INSTRUCTIONS FOR THE TASK - Extract every line starting at the line that contains "82L117 102L144 150L150" and ending with the final line of the data, inclusive; give only those lines, word for word.

(Dataset excerpts)
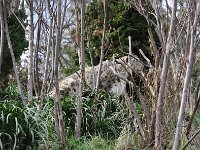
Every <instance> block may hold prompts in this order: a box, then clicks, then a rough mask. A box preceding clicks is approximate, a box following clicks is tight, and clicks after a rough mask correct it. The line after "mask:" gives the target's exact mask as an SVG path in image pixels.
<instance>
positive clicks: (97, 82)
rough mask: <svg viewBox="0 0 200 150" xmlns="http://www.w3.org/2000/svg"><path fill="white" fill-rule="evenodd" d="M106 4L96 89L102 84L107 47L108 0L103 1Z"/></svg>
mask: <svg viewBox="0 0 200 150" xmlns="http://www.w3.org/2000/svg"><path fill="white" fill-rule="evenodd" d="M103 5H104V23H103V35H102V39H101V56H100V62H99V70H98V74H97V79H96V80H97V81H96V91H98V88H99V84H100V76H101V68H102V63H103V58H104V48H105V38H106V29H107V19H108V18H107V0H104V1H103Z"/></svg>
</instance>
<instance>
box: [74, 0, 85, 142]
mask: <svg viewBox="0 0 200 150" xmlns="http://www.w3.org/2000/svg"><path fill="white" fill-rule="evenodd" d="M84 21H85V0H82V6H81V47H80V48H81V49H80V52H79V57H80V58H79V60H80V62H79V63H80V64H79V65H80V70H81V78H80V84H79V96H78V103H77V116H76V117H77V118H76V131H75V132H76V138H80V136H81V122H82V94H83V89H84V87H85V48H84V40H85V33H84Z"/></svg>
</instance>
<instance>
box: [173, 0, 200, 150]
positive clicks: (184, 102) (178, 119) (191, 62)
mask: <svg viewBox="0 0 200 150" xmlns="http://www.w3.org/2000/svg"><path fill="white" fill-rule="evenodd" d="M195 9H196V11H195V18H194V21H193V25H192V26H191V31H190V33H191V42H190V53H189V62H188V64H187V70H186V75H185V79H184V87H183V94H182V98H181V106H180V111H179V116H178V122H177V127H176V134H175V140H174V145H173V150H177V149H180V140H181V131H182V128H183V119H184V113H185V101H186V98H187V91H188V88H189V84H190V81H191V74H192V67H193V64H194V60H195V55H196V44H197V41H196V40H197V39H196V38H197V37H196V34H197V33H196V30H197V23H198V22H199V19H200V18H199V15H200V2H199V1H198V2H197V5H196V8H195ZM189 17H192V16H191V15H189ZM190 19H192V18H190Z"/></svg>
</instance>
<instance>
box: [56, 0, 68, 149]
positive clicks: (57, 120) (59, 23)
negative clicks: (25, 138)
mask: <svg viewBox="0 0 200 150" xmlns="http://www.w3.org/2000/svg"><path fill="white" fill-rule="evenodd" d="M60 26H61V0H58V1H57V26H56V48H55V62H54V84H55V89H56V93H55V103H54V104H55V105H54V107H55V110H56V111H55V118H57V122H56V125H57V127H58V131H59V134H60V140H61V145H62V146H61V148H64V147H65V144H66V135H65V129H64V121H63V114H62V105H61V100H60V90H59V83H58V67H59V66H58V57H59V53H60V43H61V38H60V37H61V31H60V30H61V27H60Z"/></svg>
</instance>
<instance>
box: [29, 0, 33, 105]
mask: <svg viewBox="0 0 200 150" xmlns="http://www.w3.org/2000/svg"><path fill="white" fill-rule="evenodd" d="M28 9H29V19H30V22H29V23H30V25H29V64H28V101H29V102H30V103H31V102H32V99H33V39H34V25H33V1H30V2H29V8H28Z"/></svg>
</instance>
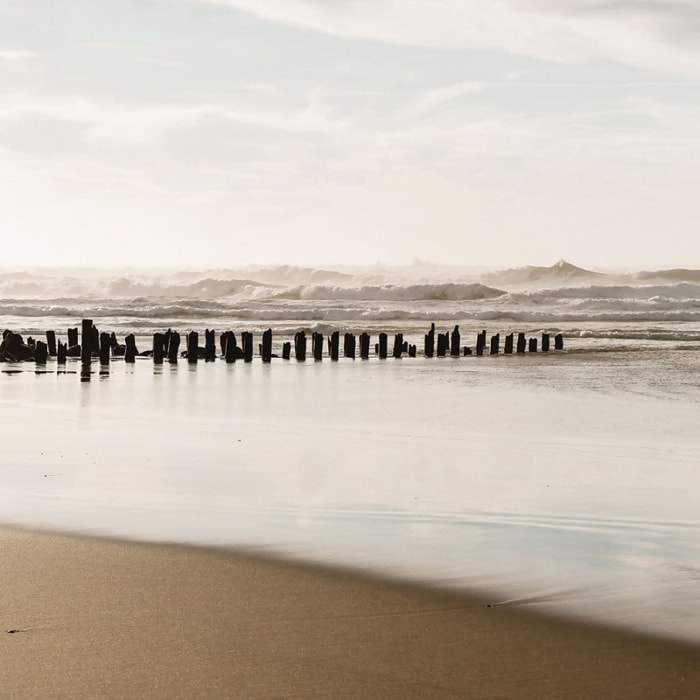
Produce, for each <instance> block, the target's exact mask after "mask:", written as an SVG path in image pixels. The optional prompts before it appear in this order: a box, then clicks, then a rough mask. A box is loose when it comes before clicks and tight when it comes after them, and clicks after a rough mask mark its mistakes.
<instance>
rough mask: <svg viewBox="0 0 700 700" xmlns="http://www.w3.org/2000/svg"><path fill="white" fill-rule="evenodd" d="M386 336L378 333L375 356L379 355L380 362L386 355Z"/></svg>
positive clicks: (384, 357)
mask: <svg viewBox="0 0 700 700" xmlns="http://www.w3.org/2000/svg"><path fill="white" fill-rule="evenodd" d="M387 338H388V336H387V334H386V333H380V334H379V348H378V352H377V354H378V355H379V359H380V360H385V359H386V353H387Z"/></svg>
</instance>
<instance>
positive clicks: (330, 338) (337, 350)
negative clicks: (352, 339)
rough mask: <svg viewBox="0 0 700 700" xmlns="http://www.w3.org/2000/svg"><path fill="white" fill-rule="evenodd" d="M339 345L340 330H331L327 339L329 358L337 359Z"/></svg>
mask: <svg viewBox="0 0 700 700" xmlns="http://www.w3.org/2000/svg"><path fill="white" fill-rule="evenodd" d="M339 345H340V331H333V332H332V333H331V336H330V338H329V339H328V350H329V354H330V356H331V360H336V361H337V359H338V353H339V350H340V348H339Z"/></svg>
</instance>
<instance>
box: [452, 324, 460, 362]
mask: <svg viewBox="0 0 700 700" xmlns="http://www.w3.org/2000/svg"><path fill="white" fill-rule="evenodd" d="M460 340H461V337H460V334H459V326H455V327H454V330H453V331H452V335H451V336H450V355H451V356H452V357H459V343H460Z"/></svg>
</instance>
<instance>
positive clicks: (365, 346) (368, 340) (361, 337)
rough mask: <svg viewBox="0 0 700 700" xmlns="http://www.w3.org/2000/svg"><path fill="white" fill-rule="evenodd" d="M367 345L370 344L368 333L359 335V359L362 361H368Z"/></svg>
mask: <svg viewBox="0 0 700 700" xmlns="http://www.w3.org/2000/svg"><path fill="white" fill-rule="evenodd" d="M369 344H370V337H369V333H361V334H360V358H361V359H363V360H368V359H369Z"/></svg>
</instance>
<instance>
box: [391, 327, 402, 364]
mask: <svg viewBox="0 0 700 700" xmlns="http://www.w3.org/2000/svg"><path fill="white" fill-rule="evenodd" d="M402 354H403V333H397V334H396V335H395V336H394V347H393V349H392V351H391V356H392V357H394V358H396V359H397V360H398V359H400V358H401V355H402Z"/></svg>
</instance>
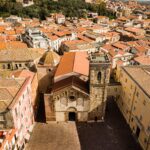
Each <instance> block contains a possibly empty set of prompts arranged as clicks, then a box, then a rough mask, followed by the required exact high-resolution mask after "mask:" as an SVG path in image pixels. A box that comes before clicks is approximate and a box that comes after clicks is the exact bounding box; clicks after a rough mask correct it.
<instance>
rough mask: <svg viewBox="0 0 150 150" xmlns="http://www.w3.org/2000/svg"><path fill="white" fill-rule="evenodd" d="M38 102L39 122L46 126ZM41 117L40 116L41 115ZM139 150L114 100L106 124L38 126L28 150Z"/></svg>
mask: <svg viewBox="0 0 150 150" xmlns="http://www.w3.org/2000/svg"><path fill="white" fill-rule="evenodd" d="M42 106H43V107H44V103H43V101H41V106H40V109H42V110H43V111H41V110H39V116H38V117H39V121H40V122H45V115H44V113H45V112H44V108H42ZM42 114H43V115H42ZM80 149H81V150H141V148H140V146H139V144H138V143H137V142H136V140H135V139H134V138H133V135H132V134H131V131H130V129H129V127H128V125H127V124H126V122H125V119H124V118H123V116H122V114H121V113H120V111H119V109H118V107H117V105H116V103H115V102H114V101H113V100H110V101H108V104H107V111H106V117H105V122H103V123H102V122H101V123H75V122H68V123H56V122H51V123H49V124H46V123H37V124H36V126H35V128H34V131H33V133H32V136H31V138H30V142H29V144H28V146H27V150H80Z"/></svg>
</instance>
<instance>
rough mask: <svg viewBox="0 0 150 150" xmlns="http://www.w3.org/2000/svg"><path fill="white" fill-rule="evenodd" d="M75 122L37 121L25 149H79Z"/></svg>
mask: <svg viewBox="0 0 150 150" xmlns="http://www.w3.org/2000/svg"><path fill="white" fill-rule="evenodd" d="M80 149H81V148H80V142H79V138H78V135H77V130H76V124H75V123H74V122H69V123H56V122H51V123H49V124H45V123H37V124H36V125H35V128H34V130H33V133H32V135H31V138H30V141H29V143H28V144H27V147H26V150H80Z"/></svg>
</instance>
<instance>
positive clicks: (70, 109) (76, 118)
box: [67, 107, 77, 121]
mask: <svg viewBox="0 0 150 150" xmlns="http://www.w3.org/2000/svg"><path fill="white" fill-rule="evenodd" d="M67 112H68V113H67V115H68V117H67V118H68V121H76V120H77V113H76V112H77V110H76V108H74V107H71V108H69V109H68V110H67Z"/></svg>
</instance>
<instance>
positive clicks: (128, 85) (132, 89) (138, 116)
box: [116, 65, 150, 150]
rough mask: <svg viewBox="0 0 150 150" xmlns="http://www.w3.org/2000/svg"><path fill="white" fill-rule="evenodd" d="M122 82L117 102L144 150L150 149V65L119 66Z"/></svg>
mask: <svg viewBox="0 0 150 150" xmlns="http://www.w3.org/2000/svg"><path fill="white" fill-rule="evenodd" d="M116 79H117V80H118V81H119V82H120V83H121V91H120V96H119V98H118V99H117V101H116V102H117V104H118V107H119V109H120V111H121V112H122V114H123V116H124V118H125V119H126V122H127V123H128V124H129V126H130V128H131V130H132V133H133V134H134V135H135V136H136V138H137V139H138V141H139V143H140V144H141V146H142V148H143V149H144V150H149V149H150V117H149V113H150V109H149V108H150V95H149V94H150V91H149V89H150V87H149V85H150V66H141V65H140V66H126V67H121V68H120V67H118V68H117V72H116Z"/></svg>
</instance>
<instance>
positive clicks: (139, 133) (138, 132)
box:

SOLUTION FOR THIS EXERCISE -
rough mask: <svg viewBox="0 0 150 150" xmlns="http://www.w3.org/2000/svg"><path fill="white" fill-rule="evenodd" d="M122 82L117 102L144 150L150 149V65L119 66Z"/></svg>
mask: <svg viewBox="0 0 150 150" xmlns="http://www.w3.org/2000/svg"><path fill="white" fill-rule="evenodd" d="M116 79H117V80H118V81H119V82H120V83H121V91H120V96H119V98H118V99H117V101H116V102H117V104H118V107H119V109H120V111H121V112H122V114H123V116H124V118H125V119H126V122H127V123H128V124H129V126H130V128H131V130H132V133H133V134H134V135H135V136H136V138H137V139H138V141H139V143H140V144H141V146H142V148H143V149H144V150H149V149H150V117H149V113H150V109H149V108H150V95H149V94H150V91H149V89H150V87H149V85H150V66H141V65H140V66H126V67H121V68H120V67H118V68H117V72H116Z"/></svg>
</instance>
<instance>
positive clicks: (139, 133) (138, 132)
box:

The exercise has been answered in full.